→ **Problem**
Starting with the line that contains "flagpole. Tag each instance with a single point." and going on through the end of the items below, write out every line again with its wording unchanged. Scale each point coordinate by 1.45, rounding to the nearest whole number with halves rounded up.

-- -- --

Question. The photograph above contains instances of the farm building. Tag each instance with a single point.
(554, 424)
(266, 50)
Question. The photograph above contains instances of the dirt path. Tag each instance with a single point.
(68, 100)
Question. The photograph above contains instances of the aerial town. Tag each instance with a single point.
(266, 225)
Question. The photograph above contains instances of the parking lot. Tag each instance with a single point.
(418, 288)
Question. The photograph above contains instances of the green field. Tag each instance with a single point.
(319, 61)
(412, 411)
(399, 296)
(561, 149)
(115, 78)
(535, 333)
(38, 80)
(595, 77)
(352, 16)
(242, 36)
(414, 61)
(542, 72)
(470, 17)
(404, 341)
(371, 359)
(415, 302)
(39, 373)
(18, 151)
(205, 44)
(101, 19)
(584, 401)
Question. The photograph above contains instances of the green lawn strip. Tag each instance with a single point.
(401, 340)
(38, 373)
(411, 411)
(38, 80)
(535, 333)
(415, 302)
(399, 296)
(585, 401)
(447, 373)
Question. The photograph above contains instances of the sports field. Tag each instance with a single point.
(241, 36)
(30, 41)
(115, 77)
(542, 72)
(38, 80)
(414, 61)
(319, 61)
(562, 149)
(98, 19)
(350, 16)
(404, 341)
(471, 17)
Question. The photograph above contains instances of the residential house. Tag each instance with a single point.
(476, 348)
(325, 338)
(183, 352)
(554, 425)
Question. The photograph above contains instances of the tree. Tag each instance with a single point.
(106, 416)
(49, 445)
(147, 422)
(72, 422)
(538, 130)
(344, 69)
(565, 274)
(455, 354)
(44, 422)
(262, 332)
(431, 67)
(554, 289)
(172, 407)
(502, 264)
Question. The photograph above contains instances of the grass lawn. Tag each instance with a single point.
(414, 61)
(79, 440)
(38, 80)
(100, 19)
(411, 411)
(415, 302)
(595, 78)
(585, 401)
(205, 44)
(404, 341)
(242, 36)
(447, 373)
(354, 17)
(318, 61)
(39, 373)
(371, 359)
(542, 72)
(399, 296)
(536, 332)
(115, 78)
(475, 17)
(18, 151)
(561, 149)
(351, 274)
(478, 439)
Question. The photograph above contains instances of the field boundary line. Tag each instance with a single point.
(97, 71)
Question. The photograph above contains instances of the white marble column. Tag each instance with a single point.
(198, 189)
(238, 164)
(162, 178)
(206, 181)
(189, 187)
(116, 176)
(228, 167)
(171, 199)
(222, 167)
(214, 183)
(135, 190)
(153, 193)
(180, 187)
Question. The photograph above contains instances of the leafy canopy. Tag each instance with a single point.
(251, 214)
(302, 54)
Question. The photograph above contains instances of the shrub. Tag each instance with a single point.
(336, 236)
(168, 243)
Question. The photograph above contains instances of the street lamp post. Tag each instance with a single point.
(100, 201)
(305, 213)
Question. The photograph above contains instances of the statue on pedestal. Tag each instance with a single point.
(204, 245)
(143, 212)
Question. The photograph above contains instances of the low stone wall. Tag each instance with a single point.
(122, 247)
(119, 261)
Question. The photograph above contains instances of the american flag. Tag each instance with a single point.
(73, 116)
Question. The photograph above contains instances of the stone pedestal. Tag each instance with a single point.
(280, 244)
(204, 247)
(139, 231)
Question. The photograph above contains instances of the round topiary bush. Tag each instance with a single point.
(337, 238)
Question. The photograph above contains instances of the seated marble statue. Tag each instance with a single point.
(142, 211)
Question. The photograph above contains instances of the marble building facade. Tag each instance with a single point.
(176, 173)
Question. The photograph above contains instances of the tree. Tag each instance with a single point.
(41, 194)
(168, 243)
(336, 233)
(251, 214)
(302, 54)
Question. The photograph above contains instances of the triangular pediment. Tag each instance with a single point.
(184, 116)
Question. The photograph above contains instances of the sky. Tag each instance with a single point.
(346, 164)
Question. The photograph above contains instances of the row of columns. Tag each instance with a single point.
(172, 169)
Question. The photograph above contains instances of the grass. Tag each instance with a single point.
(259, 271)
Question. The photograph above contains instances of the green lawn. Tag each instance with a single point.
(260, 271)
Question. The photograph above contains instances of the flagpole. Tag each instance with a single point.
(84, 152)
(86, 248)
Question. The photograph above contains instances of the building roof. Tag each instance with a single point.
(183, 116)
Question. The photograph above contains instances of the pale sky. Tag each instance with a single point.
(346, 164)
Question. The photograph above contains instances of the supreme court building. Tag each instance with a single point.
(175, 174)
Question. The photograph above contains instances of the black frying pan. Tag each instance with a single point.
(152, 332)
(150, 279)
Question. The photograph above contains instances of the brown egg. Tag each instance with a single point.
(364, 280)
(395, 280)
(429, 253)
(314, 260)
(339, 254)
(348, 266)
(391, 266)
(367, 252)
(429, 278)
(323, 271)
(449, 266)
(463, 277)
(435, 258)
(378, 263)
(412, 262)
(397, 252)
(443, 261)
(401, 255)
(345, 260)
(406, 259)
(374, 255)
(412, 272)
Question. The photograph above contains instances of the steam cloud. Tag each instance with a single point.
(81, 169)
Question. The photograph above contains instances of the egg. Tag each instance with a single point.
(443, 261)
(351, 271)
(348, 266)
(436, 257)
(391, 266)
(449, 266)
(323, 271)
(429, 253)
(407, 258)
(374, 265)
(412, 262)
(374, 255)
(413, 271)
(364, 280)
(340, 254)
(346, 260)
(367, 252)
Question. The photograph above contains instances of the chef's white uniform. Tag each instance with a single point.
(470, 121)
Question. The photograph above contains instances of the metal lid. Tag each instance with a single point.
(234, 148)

-- -- --

→ **Correct answer**
Question. The photograph above contains instances of the flagpole. Tag each instance with a single point.
(122, 220)
(125, 360)
Question. The photograph above contains instances of the building roof. Tag each instance with a single point.
(265, 168)
Question. The photograph above contains instances of the pale sky. Tag each instance with a single point.
(502, 238)
Question. The photograph above contains instances of the supreme court building. Tag each instance with a single point.
(254, 252)
Question. The photograph above contains instances of the black frying pan. Tag each instance with a single point.
(220, 481)
(218, 405)
Question. The photograph above contains instances of the brown egg. Tag each instance with a single point.
(528, 406)
(573, 406)
(622, 367)
(455, 377)
(492, 368)
(505, 386)
(567, 386)
(532, 365)
(622, 403)
(468, 393)
(651, 386)
(671, 402)
(631, 374)
(548, 381)
(597, 380)
(576, 365)
(642, 378)
(581, 370)
(500, 377)
(589, 376)
(542, 370)
(597, 394)
Question. The photograph above contains instances of the steam cloud. Tag each instance with a single point.
(117, 245)
Question. The photograph above contains instances of the egg. Tag each instance with a single point.
(642, 378)
(509, 393)
(505, 386)
(632, 373)
(567, 386)
(651, 386)
(468, 393)
(622, 367)
(590, 374)
(542, 384)
(597, 380)
(542, 370)
(599, 393)
(528, 406)
(493, 368)
(502, 377)
(532, 365)
Question. The photograph above contains instances of the chef's white uniform. Tag each instance with a single point.
(682, 175)
Question. The photograph above contains instances of the metal lid. Tag each instance with a single point.
(339, 215)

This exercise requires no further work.